- [Goal]
Please write out every one of the records below word for word, without changing anything.

- [Input for this task]
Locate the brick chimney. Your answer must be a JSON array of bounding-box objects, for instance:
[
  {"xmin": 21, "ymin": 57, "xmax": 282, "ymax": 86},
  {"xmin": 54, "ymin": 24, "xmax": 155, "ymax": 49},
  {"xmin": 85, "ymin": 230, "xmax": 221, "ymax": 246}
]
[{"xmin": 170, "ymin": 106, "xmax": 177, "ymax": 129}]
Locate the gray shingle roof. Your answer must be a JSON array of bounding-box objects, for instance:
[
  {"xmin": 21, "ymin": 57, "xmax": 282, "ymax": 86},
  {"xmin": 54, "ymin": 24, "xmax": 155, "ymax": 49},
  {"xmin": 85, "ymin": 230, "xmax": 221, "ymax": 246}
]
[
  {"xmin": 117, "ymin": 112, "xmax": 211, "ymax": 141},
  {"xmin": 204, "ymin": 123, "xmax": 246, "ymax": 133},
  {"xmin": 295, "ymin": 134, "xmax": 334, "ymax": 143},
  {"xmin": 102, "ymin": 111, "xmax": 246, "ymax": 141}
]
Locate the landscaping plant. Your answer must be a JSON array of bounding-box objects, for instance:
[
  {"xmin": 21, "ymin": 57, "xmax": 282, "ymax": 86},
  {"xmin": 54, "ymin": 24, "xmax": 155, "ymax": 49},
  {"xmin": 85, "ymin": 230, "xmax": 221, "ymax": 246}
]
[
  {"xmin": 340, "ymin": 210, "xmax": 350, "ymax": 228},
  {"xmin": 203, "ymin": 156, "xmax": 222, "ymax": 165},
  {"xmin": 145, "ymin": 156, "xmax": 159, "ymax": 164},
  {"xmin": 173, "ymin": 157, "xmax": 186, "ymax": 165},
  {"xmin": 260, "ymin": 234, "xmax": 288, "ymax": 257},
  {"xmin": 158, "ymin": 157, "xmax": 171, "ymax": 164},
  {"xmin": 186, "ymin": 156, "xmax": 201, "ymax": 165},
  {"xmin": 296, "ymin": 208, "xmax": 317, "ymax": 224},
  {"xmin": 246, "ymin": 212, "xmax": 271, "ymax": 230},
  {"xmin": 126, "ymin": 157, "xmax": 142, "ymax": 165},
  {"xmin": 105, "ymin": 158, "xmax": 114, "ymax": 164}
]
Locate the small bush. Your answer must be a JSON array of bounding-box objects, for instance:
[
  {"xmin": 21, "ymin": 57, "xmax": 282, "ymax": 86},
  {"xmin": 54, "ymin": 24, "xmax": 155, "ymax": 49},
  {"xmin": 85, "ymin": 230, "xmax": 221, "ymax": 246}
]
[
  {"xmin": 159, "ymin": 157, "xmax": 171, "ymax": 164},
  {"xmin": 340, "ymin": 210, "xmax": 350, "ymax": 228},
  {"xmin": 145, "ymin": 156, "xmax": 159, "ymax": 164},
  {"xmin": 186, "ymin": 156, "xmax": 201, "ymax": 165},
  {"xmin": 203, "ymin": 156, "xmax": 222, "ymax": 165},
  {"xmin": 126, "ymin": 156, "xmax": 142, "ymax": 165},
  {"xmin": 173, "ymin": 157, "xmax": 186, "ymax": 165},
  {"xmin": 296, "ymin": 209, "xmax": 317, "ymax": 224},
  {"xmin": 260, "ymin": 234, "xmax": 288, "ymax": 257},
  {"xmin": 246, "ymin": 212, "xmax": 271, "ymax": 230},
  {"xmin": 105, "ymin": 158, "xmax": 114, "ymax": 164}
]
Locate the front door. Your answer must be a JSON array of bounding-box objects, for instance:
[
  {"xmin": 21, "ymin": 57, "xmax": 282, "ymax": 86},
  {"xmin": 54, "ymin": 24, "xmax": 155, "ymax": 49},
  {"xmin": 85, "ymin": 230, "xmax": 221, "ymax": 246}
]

- [Task response]
Locate the brick chimney. Your answer must be a JSON array of bounding-box objects, for instance:
[
  {"xmin": 21, "ymin": 57, "xmax": 282, "ymax": 86},
  {"xmin": 54, "ymin": 24, "xmax": 155, "ymax": 49},
  {"xmin": 85, "ymin": 230, "xmax": 221, "ymax": 246}
]
[{"xmin": 170, "ymin": 106, "xmax": 177, "ymax": 129}]
Locate the gray shingle roof. Your answer must be a JSON array of bounding-box objects, for instance:
[
  {"xmin": 21, "ymin": 57, "xmax": 282, "ymax": 86},
  {"xmin": 54, "ymin": 24, "xmax": 155, "ymax": 49},
  {"xmin": 85, "ymin": 230, "xmax": 221, "ymax": 246}
]
[
  {"xmin": 117, "ymin": 112, "xmax": 211, "ymax": 141},
  {"xmin": 204, "ymin": 123, "xmax": 246, "ymax": 133},
  {"xmin": 295, "ymin": 134, "xmax": 334, "ymax": 143},
  {"xmin": 102, "ymin": 111, "xmax": 246, "ymax": 141}
]
Locate the landscaping plant. Your answer must be a JSON array of bounding-box objects, for instance:
[
  {"xmin": 21, "ymin": 57, "xmax": 282, "ymax": 86},
  {"xmin": 54, "ymin": 24, "xmax": 155, "ymax": 49},
  {"xmin": 85, "ymin": 230, "xmax": 221, "ymax": 246}
]
[
  {"xmin": 340, "ymin": 210, "xmax": 350, "ymax": 228},
  {"xmin": 203, "ymin": 156, "xmax": 222, "ymax": 165},
  {"xmin": 145, "ymin": 156, "xmax": 159, "ymax": 164},
  {"xmin": 173, "ymin": 157, "xmax": 186, "ymax": 165},
  {"xmin": 260, "ymin": 234, "xmax": 288, "ymax": 257},
  {"xmin": 158, "ymin": 157, "xmax": 171, "ymax": 164},
  {"xmin": 186, "ymin": 156, "xmax": 201, "ymax": 165},
  {"xmin": 296, "ymin": 208, "xmax": 317, "ymax": 224},
  {"xmin": 246, "ymin": 212, "xmax": 271, "ymax": 230},
  {"xmin": 126, "ymin": 157, "xmax": 142, "ymax": 165},
  {"xmin": 105, "ymin": 158, "xmax": 114, "ymax": 164}
]
Locate the small bush. Your answer must be a JSON array of bounding-box objects, for instance:
[
  {"xmin": 21, "ymin": 57, "xmax": 282, "ymax": 86},
  {"xmin": 54, "ymin": 24, "xmax": 155, "ymax": 49},
  {"xmin": 85, "ymin": 230, "xmax": 221, "ymax": 246}
]
[
  {"xmin": 159, "ymin": 157, "xmax": 171, "ymax": 164},
  {"xmin": 340, "ymin": 210, "xmax": 350, "ymax": 228},
  {"xmin": 145, "ymin": 156, "xmax": 159, "ymax": 164},
  {"xmin": 186, "ymin": 156, "xmax": 201, "ymax": 165},
  {"xmin": 203, "ymin": 156, "xmax": 222, "ymax": 165},
  {"xmin": 126, "ymin": 156, "xmax": 142, "ymax": 165},
  {"xmin": 173, "ymin": 157, "xmax": 186, "ymax": 165},
  {"xmin": 296, "ymin": 209, "xmax": 317, "ymax": 224},
  {"xmin": 260, "ymin": 234, "xmax": 288, "ymax": 257},
  {"xmin": 246, "ymin": 212, "xmax": 271, "ymax": 230},
  {"xmin": 105, "ymin": 158, "xmax": 114, "ymax": 164}
]
Locate the front door. Your answer must be a JSON array of bounding-box objects, for instance:
[
  {"xmin": 21, "ymin": 57, "xmax": 282, "ymax": 86},
  {"xmin": 54, "ymin": 24, "xmax": 155, "ymax": 49},
  {"xmin": 85, "ymin": 230, "xmax": 221, "ymax": 246}
]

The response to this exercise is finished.